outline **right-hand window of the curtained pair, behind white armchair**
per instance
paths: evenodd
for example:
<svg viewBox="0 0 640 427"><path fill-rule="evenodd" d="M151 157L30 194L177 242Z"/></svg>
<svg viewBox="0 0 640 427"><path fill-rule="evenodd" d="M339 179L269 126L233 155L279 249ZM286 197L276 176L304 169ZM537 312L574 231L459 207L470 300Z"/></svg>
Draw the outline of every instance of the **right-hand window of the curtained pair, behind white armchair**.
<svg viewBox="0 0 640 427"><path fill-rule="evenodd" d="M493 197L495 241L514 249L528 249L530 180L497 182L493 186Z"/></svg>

TASK STATEMENT:
Output the data once more, exactly as it appears above.

RESPONSE AREA:
outline **right-hand window of the curtained pair, behind white armchair**
per instance
paths: evenodd
for example:
<svg viewBox="0 0 640 427"><path fill-rule="evenodd" d="M151 157L30 194L177 242Z"/></svg>
<svg viewBox="0 0 640 427"><path fill-rule="evenodd" d="M339 179L269 126L233 155L279 249ZM286 197L276 176L304 169ZM537 312L574 231L459 207L470 300Z"/></svg>
Draw the outline of every instance of the **right-hand window of the curtained pair, behind white armchair**.
<svg viewBox="0 0 640 427"><path fill-rule="evenodd" d="M493 197L495 241L514 249L528 249L530 180L497 182L493 186Z"/></svg>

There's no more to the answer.